**DATA FOR THIS TASK**

>>>

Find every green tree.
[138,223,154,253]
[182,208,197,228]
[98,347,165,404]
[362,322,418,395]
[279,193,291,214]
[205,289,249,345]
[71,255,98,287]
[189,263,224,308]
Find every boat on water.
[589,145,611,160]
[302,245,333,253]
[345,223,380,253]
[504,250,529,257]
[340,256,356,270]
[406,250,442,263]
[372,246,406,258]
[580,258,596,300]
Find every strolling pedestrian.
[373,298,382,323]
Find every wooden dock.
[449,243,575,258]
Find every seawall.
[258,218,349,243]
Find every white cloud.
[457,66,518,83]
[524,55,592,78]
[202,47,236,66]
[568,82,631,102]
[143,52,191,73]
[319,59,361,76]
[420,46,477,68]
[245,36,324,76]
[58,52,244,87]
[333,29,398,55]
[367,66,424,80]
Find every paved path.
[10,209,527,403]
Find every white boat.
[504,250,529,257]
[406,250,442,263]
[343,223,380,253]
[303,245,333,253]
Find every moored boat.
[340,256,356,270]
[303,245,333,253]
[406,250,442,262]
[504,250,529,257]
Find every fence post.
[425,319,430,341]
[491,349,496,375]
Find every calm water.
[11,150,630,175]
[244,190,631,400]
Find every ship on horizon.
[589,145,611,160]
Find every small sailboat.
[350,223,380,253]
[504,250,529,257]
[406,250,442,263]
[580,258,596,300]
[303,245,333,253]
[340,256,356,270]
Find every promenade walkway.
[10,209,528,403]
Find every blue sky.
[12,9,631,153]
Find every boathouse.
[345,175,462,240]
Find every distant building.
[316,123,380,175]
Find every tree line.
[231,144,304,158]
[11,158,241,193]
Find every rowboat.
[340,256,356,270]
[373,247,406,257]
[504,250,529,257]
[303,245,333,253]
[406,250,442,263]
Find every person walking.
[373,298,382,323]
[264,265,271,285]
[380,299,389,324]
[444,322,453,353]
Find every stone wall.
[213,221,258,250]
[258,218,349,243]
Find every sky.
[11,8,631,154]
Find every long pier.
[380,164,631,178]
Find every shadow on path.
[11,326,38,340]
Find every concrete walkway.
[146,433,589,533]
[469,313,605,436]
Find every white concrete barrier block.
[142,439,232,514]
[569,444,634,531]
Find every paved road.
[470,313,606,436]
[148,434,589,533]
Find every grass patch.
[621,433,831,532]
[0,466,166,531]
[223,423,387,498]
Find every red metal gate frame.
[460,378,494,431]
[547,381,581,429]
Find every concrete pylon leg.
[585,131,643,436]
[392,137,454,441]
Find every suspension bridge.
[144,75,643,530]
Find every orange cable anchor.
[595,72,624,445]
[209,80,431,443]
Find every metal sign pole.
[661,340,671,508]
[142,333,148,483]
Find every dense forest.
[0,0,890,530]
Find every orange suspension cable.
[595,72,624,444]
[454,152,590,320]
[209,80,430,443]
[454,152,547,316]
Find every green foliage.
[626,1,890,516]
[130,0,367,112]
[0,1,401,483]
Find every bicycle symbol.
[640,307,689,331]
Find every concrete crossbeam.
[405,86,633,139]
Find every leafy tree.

<<<

Format every line of the material above as a numbered list, omitting any blank lines.

1. Find every green tree.
2. [138,223,154,253]
3. [182,208,197,228]
4. [98,347,165,404]
5. [362,322,418,395]
6. [279,193,291,214]
7. [205,289,249,345]
8. [71,255,98,287]
9. [189,263,224,308]
10. Find every boat on water.
11. [589,145,611,160]
12. [302,245,333,253]
13. [345,223,380,253]
14. [504,250,529,257]
15. [340,256,356,270]
16. [406,250,442,263]
17. [372,246,406,258]
18. [580,258,596,300]
19. Find every strolling pedestrian.
20. [373,298,382,323]
21. Find every wooden dock.
22. [449,243,575,258]
23. Find every seawall.
24. [258,218,349,243]
25. Find every white cloud.
26. [457,66,518,83]
27. [524,55,592,78]
28. [202,47,236,66]
29. [568,82,631,102]
30. [143,52,191,73]
31. [319,59,361,76]
32. [420,46,477,68]
33. [245,36,324,76]
34. [58,52,244,87]
35. [333,29,398,55]
36. [367,66,424,80]
37. Find every paved path.
38. [10,209,527,403]
39. Find every white boat.
40. [504,250,529,257]
41. [406,250,442,263]
42. [343,223,380,253]
43. [303,245,333,253]
44. Find every moored boat.
45. [340,256,356,270]
46. [303,245,333,253]
47. [406,250,442,262]
48. [504,250,529,257]
49. Find every fence post.
50. [425,319,430,341]
51. [491,349,496,375]
52. Find every calm water.
53. [11,150,630,175]
54. [244,190,631,400]
55. Find every ship on horizon.
56. [589,145,611,160]
57. Find every small sailboat.
58. [350,223,380,253]
59. [504,250,529,257]
60. [406,250,442,263]
61. [580,258,596,300]
62. [303,245,333,253]
63. [340,256,356,270]
64. Find every promenade walkway.
65. [10,209,528,403]
66. Find every blue sky.
67. [12,9,631,153]
68. Find every boathouse.
69. [345,175,462,240]
70. Find every distant building.
71. [316,123,380,175]
72. Find every tree line.
73. [231,144,304,158]
74. [11,158,241,193]
75. Find every rowboat.
76. [340,256,356,270]
77. [373,247,406,257]
78. [504,250,529,257]
79. [303,245,333,253]
80. [406,250,442,263]
81. Find every person walking.
82. [373,298,382,323]
83. [264,265,271,285]
84. [380,299,389,324]
85. [444,322,453,353]
86. Find every stone wall.
87. [213,221,258,250]
88. [258,218,349,243]
89. Find every sky.
90. [11,8,631,154]
91. Find every long pier.
92. [380,164,631,178]
93. Find every shadow on path.
94. [11,326,38,340]
95. Find every concrete walkway.
96. [146,433,589,533]
97. [469,313,605,436]
98. Find every white concrete barrier block.
99. [142,439,232,514]
100. [569,444,634,531]
101. Find every paved road.
102. [470,313,606,436]
103. [148,434,589,533]
104. Find every grass patch.
105. [621,433,831,532]
106. [0,466,166,531]
107. [223,423,387,498]
108. Find every red metal gate frame.
109. [460,378,494,431]
110. [547,381,581,429]
111. Find every concrete pylon leg.
112. [585,131,643,436]
113. [392,137,454,441]
114. Find every suspension bridge.
115. [144,75,643,530]
116. Find every orange cable anchor.
117. [595,72,624,445]
118. [209,80,431,443]
119. Find every metal sign pole.
120. [661,340,671,508]
121. [142,333,148,483]
122. Find every dense forest.
123. [0,0,890,530]
124. Find every orange suspension cable.
125. [595,72,624,444]
126. [454,152,590,320]
127. [209,80,430,443]
128. [454,152,547,316]
129. Find every green foliage.
130. [626,1,890,516]
131. [130,0,367,112]
132. [0,1,401,483]
133. Find every bicycle symbol.
134. [640,307,689,331]
135. Find every concrete crossbeam.
136. [405,86,633,139]
137. Find every leafy tree.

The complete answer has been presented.